▸ **EXERCISE DATA**:
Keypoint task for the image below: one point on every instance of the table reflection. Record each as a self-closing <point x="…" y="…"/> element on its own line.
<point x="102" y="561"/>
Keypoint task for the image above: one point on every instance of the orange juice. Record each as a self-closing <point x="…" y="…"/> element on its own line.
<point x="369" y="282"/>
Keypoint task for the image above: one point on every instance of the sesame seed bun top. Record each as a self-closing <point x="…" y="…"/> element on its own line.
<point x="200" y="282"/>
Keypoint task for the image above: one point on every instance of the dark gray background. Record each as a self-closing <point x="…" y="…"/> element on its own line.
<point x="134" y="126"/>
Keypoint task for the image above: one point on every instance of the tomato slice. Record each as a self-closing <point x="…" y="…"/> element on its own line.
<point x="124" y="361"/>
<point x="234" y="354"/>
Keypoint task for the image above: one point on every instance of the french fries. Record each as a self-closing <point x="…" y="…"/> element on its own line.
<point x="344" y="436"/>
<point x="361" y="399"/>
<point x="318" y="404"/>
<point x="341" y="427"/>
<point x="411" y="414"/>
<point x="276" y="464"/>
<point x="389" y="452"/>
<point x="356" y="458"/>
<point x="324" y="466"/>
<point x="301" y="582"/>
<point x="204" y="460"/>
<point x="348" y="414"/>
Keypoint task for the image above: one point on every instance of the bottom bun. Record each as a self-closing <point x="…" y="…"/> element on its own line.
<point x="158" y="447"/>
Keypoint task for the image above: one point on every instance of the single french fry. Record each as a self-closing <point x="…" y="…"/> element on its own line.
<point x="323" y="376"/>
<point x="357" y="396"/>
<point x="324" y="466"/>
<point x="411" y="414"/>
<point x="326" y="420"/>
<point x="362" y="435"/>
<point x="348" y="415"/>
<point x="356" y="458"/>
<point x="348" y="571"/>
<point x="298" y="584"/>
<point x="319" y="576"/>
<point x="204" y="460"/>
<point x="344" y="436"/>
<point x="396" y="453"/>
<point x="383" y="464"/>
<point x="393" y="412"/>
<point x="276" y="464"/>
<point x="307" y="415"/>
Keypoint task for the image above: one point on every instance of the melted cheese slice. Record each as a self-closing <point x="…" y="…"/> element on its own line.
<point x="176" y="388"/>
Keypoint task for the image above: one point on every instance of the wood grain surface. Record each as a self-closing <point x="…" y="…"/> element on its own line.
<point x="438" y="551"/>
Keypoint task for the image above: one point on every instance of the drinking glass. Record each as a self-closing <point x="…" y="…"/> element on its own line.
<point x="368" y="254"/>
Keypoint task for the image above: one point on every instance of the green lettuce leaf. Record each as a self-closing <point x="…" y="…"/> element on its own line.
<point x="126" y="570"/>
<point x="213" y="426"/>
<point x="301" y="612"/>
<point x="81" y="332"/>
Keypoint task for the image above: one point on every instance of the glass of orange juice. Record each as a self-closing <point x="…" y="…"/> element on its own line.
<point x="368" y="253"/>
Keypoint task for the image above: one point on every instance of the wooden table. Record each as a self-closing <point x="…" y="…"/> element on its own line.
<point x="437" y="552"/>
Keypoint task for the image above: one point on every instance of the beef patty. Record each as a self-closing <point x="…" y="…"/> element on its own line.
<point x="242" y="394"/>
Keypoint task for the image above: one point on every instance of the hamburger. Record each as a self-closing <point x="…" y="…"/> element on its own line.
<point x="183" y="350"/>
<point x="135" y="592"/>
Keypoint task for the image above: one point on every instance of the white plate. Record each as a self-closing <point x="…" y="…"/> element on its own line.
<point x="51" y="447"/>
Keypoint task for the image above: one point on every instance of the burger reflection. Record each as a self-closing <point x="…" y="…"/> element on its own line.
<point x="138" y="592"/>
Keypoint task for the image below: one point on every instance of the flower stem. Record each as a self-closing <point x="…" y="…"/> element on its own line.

▸ **REQUIREMENT**: After reading the lines above, reproduce them all exactly.

▸ **RESULT**:
Keypoint task for the image below: one point on every instance of the table reflection. Record each as a self-closing <point x="…" y="…"/> element on its own line.
<point x="102" y="561"/>
Keypoint task for the image above: one point on every instance of the orange juice. Record each as a self-closing <point x="…" y="…"/> element on its own line.
<point x="369" y="282"/>
Keypoint task for the image above: one point on every instance of the sesame seed bun top. Record each as a self-closing <point x="…" y="…"/> element on its own line.
<point x="200" y="282"/>
Keypoint task for the image above: one point on every instance of the dark gray background. Record each as a self-closing <point x="…" y="…"/> element on its own line.
<point x="134" y="126"/>
Keypoint task for the image above: one point on every instance of the tomato slice. Record each as a self-closing <point x="…" y="…"/> element on its own line.
<point x="124" y="361"/>
<point x="234" y="354"/>
Keypoint task for the image above: one point on every instance of the french fries. Record each as a self-closing <point x="…" y="…"/> element on its own line.
<point x="344" y="436"/>
<point x="361" y="399"/>
<point x="318" y="404"/>
<point x="341" y="427"/>
<point x="411" y="414"/>
<point x="276" y="464"/>
<point x="389" y="452"/>
<point x="356" y="458"/>
<point x="324" y="466"/>
<point x="301" y="582"/>
<point x="204" y="460"/>
<point x="348" y="414"/>
Keypoint task for the image above: one point on every instance of the bottom bun. Record each as a self-closing <point x="…" y="…"/> element on its own line.
<point x="158" y="447"/>
Keypoint task for the image above: one point on every instance of the single french fry. Record each as a self-closing <point x="…" y="…"/> element on its own line.
<point x="323" y="376"/>
<point x="357" y="396"/>
<point x="324" y="466"/>
<point x="411" y="414"/>
<point x="326" y="420"/>
<point x="362" y="435"/>
<point x="348" y="415"/>
<point x="356" y="458"/>
<point x="348" y="571"/>
<point x="298" y="584"/>
<point x="319" y="576"/>
<point x="204" y="460"/>
<point x="344" y="436"/>
<point x="396" y="453"/>
<point x="383" y="464"/>
<point x="393" y="412"/>
<point x="276" y="464"/>
<point x="307" y="415"/>
Keypoint task for the image above: one point on every instance of the melted cheese slice. Record each as a self-closing <point x="…" y="…"/> element on its own line.
<point x="176" y="388"/>
Keypoint task for the image above: one point on every instance of the wood grain surface. Record each as a self-closing <point x="…" y="…"/> element on its own line.
<point x="438" y="551"/>
Keypoint task for the image above: one point on every instance of the drinking glass. Record each as a self-closing <point x="…" y="…"/> element on its own line.
<point x="368" y="254"/>
Keypoint task for the image above: one point on every instance of the green lettuce leaf. Record each as a self-closing <point x="…" y="…"/> element on its own line.
<point x="126" y="570"/>
<point x="213" y="426"/>
<point x="301" y="612"/>
<point x="81" y="332"/>
Keypoint task for the image above: one point on every instance of the glass of orange juice. Record each as a self-closing <point x="…" y="…"/> element on its own line.
<point x="368" y="253"/>
Keypoint task for the image above: one point on every instance of the wooden table. Record each as a self-closing <point x="…" y="…"/> element on its own line.
<point x="437" y="552"/>
Keypoint task for the image above: one point on every instance of the beef patty. Record each as a self-closing <point x="…" y="…"/> element on its own line.
<point x="242" y="394"/>
Keypoint task for the image above: one point on every instance of the hamburger. Record each as a self-closing <point x="…" y="…"/> element on its own line.
<point x="183" y="350"/>
<point x="135" y="592"/>
Keypoint task for the image above: one point on every instance of the white plate. Record each as a self-closing <point x="…" y="…"/> element on its own line.
<point x="51" y="447"/>
Keypoint task for the image above: one point on every instance of the burger reflection. Record each as a self-closing <point x="…" y="…"/> element on its own line.
<point x="138" y="592"/>
Keypoint task for the image below: one point on every instance of the flower stem. Record each as a self-closing <point x="…" y="…"/> element on its own line.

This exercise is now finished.